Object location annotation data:

********

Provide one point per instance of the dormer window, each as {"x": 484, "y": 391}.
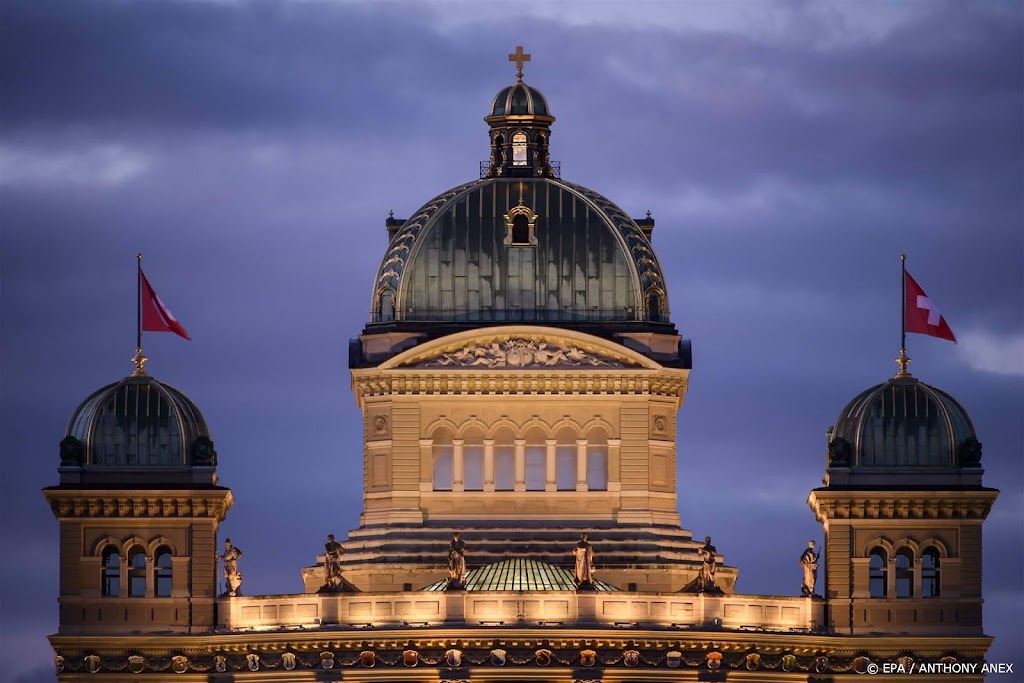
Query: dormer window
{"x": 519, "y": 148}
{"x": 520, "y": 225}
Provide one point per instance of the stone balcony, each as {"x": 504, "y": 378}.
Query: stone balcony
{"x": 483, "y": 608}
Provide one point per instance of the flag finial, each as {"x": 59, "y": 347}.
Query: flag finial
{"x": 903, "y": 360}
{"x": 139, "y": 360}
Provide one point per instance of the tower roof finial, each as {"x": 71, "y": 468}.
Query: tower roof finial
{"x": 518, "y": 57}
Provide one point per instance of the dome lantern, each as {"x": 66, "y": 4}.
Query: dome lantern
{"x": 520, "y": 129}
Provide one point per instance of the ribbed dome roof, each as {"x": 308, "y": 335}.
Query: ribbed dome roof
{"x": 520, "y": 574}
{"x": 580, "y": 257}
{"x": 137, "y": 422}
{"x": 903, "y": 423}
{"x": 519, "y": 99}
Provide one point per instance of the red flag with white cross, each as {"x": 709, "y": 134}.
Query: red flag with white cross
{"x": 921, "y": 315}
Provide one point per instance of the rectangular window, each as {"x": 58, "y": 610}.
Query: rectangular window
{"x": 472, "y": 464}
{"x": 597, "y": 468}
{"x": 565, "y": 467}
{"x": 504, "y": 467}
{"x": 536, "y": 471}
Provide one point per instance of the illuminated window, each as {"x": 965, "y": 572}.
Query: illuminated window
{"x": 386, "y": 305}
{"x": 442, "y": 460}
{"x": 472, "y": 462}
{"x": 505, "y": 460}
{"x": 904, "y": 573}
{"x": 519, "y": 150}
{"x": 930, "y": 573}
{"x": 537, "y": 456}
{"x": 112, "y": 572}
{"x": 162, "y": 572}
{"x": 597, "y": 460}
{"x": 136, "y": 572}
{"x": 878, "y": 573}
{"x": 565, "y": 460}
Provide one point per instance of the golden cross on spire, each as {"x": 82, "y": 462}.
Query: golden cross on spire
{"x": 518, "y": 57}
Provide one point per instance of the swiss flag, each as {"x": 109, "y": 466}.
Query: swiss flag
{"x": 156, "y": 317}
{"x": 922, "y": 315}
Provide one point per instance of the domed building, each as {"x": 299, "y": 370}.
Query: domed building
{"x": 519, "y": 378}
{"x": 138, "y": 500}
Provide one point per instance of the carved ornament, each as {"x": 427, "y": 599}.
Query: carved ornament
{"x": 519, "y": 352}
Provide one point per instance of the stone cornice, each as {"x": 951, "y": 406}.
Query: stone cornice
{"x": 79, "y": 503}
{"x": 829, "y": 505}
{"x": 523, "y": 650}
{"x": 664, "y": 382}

********

Return all of the entries word for word, but omit the pictures.

Provide one point per instance of the dormer window, each as {"x": 484, "y": 391}.
Query: dormer window
{"x": 519, "y": 148}
{"x": 520, "y": 225}
Provide one point per instance of the stone balcony, each as {"x": 504, "y": 378}.
Query: stone balcony
{"x": 483, "y": 608}
Provide one point per instance of the flag finial, each as {"x": 59, "y": 347}.
Query: flag finial
{"x": 903, "y": 360}
{"x": 139, "y": 360}
Provide one point per instance of the tower roof finial, each as {"x": 71, "y": 468}.
Query: tower roof finial
{"x": 518, "y": 57}
Provide one point per instance of the dome lantern, each as {"x": 66, "y": 4}.
Query: dome lantern
{"x": 520, "y": 129}
Provide one point per instance of the ribbed dome roof, each as {"x": 308, "y": 335}.
Query: ribbed dome roof
{"x": 520, "y": 574}
{"x": 580, "y": 257}
{"x": 137, "y": 422}
{"x": 903, "y": 423}
{"x": 519, "y": 99}
Provide one point per instance of the red flag with white cross, each as {"x": 709, "y": 134}.
Query: red flag with white cross
{"x": 921, "y": 315}
Provide one point per instance of the rectangular window, each as {"x": 58, "y": 610}.
Query: rectangular window
{"x": 472, "y": 464}
{"x": 597, "y": 468}
{"x": 565, "y": 467}
{"x": 504, "y": 467}
{"x": 536, "y": 471}
Provide one point per instance of the illuminated window, each as {"x": 965, "y": 572}.
Query: illuminated window
{"x": 386, "y": 305}
{"x": 442, "y": 460}
{"x": 472, "y": 462}
{"x": 505, "y": 460}
{"x": 904, "y": 573}
{"x": 519, "y": 150}
{"x": 930, "y": 573}
{"x": 537, "y": 456}
{"x": 112, "y": 572}
{"x": 162, "y": 572}
{"x": 597, "y": 460}
{"x": 136, "y": 572}
{"x": 878, "y": 573}
{"x": 565, "y": 460}
Provide one point per instance of the golden cross on spire, each as {"x": 82, "y": 462}.
Query: golden cross on spire
{"x": 518, "y": 57}
Provide one point per instance of the swiss flag, each as {"x": 109, "y": 466}.
Query: swiss flag
{"x": 156, "y": 317}
{"x": 922, "y": 315}
Provide one point per instance of the domed building, each as {"x": 299, "y": 370}.
Query: domed building
{"x": 519, "y": 378}
{"x": 138, "y": 500}
Provide one point per instance of the carved ornament, each as {"x": 427, "y": 599}.
Query: carved ornament
{"x": 519, "y": 352}
Provide one point per instance of the stone cornice, each as {"x": 951, "y": 406}.
Query: stone cornice
{"x": 79, "y": 503}
{"x": 829, "y": 505}
{"x": 523, "y": 650}
{"x": 664, "y": 382}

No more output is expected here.